• _TASK TO COMPLETE_
Reproduce the lines of the listing word for word, beginning with the line that contains "Would you mind identifying the concrete" and continuing through the line that contains "456;486;498;519", both included. Omit the pictures from your copy.

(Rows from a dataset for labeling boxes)
=====

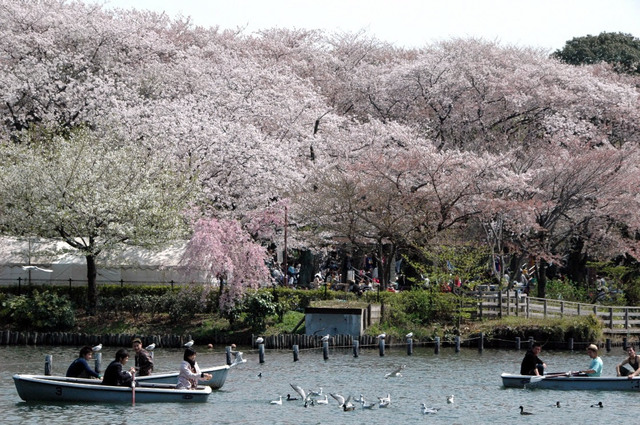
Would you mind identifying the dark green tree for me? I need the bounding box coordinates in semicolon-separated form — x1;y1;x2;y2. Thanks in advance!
551;32;640;75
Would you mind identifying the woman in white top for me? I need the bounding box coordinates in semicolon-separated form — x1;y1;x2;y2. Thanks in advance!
177;348;211;389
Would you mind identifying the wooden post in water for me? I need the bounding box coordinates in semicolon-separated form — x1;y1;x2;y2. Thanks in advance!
94;351;102;373
293;344;300;362
224;345;231;366
44;354;53;376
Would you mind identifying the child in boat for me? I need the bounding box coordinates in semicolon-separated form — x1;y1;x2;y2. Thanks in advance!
176;347;211;390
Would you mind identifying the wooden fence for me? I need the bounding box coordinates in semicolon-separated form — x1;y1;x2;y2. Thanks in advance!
478;291;640;334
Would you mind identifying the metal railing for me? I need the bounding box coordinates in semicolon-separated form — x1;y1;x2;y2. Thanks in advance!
477;291;640;334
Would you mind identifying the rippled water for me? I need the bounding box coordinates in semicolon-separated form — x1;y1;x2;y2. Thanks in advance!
0;347;640;425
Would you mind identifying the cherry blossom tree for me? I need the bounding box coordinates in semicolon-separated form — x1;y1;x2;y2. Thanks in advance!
0;130;194;312
182;218;270;311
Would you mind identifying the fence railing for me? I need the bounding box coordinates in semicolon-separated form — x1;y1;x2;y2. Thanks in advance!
478;291;640;334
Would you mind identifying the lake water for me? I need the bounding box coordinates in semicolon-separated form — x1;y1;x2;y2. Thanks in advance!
0;347;640;425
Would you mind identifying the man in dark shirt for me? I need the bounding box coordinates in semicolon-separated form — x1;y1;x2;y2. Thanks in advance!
520;342;547;376
102;348;136;385
131;338;153;376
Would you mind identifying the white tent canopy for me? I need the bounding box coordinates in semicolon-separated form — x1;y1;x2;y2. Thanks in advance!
0;237;205;285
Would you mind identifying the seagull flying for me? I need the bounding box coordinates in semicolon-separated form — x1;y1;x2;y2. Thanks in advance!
384;364;407;379
22;266;53;273
269;396;282;405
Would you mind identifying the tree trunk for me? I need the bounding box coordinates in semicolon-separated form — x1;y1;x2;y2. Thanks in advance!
537;260;547;298
85;255;98;315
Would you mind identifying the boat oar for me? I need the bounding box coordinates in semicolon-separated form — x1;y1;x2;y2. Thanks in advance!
529;372;572;384
131;372;136;406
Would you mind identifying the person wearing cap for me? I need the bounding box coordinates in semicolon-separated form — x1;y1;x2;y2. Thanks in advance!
578;344;603;377
131;338;153;376
520;342;547;376
616;344;640;379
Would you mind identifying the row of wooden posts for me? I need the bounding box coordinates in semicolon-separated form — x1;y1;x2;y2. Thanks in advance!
44;333;640;375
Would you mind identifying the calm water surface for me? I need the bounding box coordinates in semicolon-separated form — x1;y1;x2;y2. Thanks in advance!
0;347;640;425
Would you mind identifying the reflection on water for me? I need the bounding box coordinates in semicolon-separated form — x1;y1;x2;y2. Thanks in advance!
0;347;640;425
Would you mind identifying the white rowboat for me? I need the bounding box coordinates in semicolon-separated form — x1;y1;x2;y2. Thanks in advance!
501;373;640;391
13;375;212;403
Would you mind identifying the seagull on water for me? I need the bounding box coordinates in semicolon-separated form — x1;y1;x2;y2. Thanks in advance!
316;394;329;404
384;364;407;379
378;394;391;407
420;403;440;415
520;406;533;415
329;393;354;410
269;396;282;405
356;394;376;409
309;387;322;397
289;384;310;403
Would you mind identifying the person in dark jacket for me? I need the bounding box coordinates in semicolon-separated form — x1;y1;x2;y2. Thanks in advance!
520;342;547;376
66;346;102;379
102;348;136;386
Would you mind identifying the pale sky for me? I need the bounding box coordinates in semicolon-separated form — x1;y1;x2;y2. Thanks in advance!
100;0;640;51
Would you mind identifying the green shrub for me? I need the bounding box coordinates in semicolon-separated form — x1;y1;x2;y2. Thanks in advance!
2;290;75;331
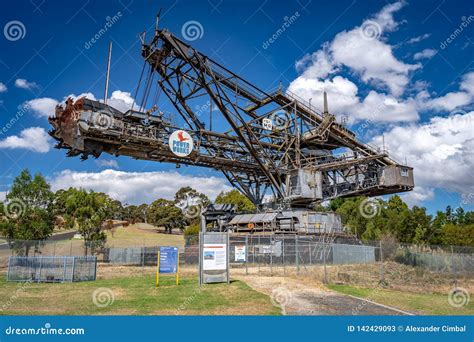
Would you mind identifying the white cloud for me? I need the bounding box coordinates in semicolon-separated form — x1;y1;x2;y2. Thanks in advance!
25;90;138;118
50;170;230;204
15;78;38;89
0;127;51;153
288;2;420;123
107;90;137;113
372;111;474;200
413;49;438;60
407;33;431;44
353;90;419;122
95;159;118;169
25;97;59;118
310;2;420;96
418;72;474;111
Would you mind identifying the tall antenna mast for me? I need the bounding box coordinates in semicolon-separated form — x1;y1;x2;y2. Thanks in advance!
104;42;112;104
155;8;161;31
323;92;329;115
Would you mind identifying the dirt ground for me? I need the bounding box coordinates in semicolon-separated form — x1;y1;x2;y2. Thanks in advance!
237;275;407;315
231;262;474;315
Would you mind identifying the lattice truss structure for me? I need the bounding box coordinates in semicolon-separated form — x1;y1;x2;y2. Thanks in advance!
50;29;413;207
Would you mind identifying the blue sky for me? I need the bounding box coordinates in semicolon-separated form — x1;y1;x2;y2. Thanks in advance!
0;0;474;212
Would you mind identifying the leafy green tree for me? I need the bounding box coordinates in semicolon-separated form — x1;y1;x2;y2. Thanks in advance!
64;188;113;255
216;189;256;211
174;186;211;225
442;223;474;246
148;198;186;234
0;170;54;255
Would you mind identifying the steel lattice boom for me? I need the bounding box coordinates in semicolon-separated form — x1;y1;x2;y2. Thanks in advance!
46;29;413;207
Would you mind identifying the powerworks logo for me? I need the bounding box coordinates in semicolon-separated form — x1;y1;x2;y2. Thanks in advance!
169;130;194;157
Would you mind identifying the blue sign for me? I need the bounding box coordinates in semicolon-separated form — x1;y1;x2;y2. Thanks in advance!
159;247;178;274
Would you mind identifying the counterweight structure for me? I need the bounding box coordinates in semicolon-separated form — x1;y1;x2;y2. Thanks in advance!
49;29;414;209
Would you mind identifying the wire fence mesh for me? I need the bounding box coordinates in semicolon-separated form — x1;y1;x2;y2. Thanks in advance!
0;234;474;277
7;256;97;283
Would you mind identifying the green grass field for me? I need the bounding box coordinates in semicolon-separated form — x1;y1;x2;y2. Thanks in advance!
0;275;280;315
327;285;474;315
107;223;184;247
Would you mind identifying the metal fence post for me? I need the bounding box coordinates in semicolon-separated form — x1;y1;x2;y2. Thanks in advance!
257;235;261;274
295;235;300;273
323;242;328;284
308;241;313;266
245;235;249;275
379;240;385;282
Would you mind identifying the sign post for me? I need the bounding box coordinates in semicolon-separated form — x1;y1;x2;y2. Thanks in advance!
199;232;230;285
156;246;179;287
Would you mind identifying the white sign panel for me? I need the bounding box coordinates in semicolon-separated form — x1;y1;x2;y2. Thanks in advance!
202;243;227;271
262;118;273;131
168;130;194;157
234;245;246;262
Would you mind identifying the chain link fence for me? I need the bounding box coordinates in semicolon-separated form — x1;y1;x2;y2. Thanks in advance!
0;234;474;277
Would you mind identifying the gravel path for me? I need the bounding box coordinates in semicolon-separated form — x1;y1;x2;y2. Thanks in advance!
238;275;409;315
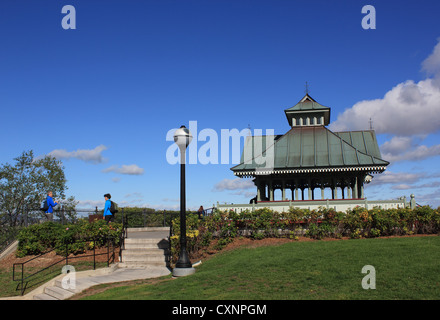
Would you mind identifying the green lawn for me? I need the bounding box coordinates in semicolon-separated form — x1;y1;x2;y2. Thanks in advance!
76;236;440;300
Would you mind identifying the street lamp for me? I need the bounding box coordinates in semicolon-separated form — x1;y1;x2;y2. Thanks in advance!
173;126;195;277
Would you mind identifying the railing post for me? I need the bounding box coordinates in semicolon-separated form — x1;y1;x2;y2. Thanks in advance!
107;235;110;268
66;241;69;266
93;238;96;270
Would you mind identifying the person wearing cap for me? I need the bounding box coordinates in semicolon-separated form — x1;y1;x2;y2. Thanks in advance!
104;193;113;223
45;191;58;221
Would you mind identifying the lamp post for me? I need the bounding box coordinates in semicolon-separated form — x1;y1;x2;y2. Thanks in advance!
173;126;195;277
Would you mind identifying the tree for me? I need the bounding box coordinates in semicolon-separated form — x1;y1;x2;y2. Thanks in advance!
0;150;76;227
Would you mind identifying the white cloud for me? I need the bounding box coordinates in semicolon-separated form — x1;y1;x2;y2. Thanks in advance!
102;164;145;175
422;38;440;77
329;79;440;136
214;178;255;191
371;171;426;186
329;38;440;137
380;136;440;163
48;144;107;163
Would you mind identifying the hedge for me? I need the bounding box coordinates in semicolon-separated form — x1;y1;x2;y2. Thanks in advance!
16;219;122;257
170;206;440;263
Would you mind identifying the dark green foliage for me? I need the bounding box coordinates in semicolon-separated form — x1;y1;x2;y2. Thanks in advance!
16;220;122;257
171;206;440;261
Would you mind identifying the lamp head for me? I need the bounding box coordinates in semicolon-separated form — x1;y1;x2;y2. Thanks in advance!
174;126;192;149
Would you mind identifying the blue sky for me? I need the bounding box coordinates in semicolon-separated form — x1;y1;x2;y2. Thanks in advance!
0;0;440;209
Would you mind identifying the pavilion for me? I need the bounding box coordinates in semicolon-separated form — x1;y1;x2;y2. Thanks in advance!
217;93;416;209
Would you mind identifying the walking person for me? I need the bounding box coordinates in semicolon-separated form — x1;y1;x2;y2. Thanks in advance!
197;206;205;219
104;193;113;223
45;191;58;221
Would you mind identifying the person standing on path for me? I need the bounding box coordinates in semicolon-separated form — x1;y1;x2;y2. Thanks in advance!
104;193;113;223
45;191;58;221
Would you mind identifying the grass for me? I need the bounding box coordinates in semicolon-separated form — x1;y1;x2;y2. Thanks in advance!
75;236;440;300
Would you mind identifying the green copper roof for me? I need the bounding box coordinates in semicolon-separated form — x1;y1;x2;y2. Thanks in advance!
284;94;330;126
284;94;330;112
231;126;389;173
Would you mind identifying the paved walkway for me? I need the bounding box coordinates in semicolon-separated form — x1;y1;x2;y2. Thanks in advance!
0;229;171;300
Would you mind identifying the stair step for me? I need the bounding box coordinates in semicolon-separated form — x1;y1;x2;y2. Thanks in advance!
44;287;73;300
34;293;60;300
120;237;170;267
119;261;167;268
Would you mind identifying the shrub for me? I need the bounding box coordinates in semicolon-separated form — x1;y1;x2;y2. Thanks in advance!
16;219;122;257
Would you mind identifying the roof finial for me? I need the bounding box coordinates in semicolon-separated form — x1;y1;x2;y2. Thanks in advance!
304;81;309;95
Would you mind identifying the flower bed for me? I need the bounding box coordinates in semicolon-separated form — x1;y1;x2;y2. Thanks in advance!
16;219;122;257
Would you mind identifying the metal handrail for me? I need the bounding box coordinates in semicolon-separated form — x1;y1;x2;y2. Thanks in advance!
12;236;121;295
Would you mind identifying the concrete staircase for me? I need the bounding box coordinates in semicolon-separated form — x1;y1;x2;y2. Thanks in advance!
33;228;169;300
119;238;169;268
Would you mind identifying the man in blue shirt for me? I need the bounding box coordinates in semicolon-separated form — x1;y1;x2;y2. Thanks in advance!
46;191;58;221
104;193;113;223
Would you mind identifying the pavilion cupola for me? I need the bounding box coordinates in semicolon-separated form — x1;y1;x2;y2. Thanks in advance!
284;93;330;128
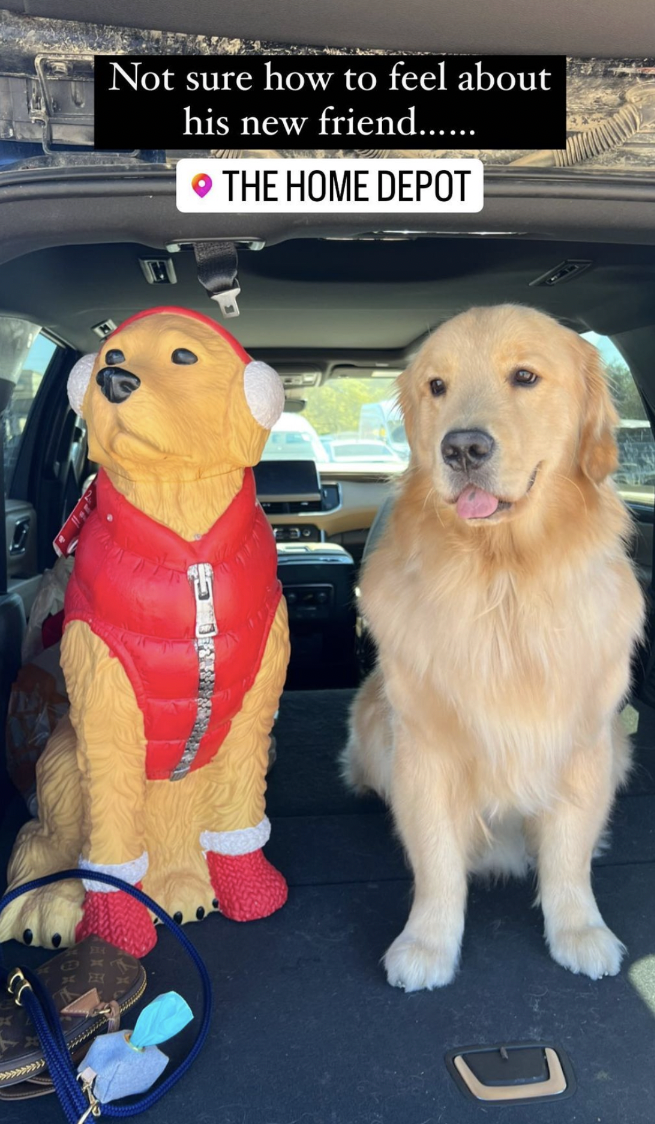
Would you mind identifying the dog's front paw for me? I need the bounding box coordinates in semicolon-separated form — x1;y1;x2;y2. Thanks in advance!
384;932;460;991
548;925;626;980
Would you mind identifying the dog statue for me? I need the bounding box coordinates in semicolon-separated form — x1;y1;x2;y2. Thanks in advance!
0;308;289;955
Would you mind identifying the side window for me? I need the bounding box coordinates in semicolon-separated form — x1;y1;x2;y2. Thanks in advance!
583;332;655;504
0;316;57;489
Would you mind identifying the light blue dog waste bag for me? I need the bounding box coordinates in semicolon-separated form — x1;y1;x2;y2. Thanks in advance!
78;991;193;1105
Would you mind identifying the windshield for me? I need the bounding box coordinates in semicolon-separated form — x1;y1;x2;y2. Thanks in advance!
263;378;409;472
0;24;655;178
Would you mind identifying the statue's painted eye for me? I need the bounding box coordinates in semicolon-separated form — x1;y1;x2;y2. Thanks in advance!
171;347;198;366
511;368;539;387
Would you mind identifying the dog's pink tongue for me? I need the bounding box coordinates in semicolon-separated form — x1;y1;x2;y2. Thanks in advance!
456;486;498;519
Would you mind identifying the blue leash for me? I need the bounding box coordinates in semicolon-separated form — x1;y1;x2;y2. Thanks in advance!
0;870;212;1124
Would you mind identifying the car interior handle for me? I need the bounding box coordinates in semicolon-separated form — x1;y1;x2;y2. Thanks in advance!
9;515;30;558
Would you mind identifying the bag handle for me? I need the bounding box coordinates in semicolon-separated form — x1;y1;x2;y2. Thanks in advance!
0;870;212;1124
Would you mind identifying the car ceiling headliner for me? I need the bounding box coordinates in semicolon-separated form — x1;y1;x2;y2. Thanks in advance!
4;0;655;58
0;237;655;354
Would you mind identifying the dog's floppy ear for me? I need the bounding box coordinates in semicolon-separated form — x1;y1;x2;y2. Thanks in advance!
579;339;619;484
67;353;98;417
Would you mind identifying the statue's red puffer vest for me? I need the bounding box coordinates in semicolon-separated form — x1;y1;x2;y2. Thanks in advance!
64;469;281;780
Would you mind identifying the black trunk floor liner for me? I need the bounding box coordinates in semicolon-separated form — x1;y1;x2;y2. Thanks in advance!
2;691;655;1124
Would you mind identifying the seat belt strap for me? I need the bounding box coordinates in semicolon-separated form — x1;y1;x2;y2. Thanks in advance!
193;242;242;319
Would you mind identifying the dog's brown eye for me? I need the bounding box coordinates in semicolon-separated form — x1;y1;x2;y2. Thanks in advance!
171;347;198;366
511;368;539;387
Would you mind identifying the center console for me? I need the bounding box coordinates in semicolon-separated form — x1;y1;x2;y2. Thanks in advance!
255;460;342;543
255;461;355;643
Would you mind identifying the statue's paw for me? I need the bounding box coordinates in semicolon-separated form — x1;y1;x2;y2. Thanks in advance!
0;880;84;949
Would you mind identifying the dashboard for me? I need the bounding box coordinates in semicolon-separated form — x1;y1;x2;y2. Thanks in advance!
255;461;391;559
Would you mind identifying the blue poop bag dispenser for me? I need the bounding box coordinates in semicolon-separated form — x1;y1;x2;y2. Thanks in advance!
78;991;193;1104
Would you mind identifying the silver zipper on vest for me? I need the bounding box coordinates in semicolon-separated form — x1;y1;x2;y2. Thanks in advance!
171;562;218;780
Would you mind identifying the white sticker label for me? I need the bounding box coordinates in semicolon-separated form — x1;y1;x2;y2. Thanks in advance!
178;157;484;215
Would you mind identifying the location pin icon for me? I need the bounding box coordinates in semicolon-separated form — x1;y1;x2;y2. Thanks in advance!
191;172;211;199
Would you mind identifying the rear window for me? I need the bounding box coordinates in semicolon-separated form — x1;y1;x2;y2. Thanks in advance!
0;316;57;491
583;332;655;505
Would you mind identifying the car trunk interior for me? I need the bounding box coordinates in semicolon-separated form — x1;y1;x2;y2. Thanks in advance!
0;182;655;1124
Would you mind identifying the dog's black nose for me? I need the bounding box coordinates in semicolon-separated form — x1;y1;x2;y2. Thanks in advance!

=====

• _RESPONSE TO THE EXERCISE_
Would you mind identifying the concrete staircase for me? I need the bounding box coordinates in semicolon-separated form — x1;y1;x2;y2. Thanks in advance!
33;228;169;300
119;238;169;268
Would you mind identifying the man in blue shirt for me? I need the bounding box coordinates in semicolon-separated form — x1;y1;x2;y2. Thanks in advance!
46;191;58;221
104;193;113;223
Would you mind identifying the pavilion cupola for me? I need the bounding box coordinates in semicolon-separated form — x1;y1;x2;y2. Thanks in advance!
284;93;330;128
Would you mind identifying the dog's front paw for me? I need the bounding box coordinates in semicolon-separated form — x1;y1;x2;y2. Thanks in advance!
384;932;460;991
548;925;626;980
Would you mind identifying the dog statue for me? I need the bounding box coordinates in semicolon-separated form — x1;y1;x2;y2. Thanks in advance!
0;308;289;955
Would you mind identifying the side window for me? I need the bounding box coordinates in semicolon-separated form — x1;y1;x2;y2. Thanks in advance!
583;332;655;504
0;316;57;489
Would you mind identifying the light blue dog waste bag for me? I need the bounding box coordinates in semicolon-separated form — x1;y1;x2;y2. Thanks in advance!
78;991;193;1105
Would you mind identifying the windshield for me? I need the bounding box coordinates in semicolon-separated form — x1;y1;x2;y2. Thanks in advance!
263;378;409;472
0;24;655;178
Would you mind identifying the statue's painted eye for me? I need the bounding box coordinates in semicolon-separated form — x1;y1;x2;y2. Thanks in advance!
171;347;198;366
511;368;539;387
Would you mind identifying the dog's pink tongue for me? I need the bounding box coordinates in semicolon-separated form — x1;y1;x2;y2. Thanks in advance!
456;486;498;519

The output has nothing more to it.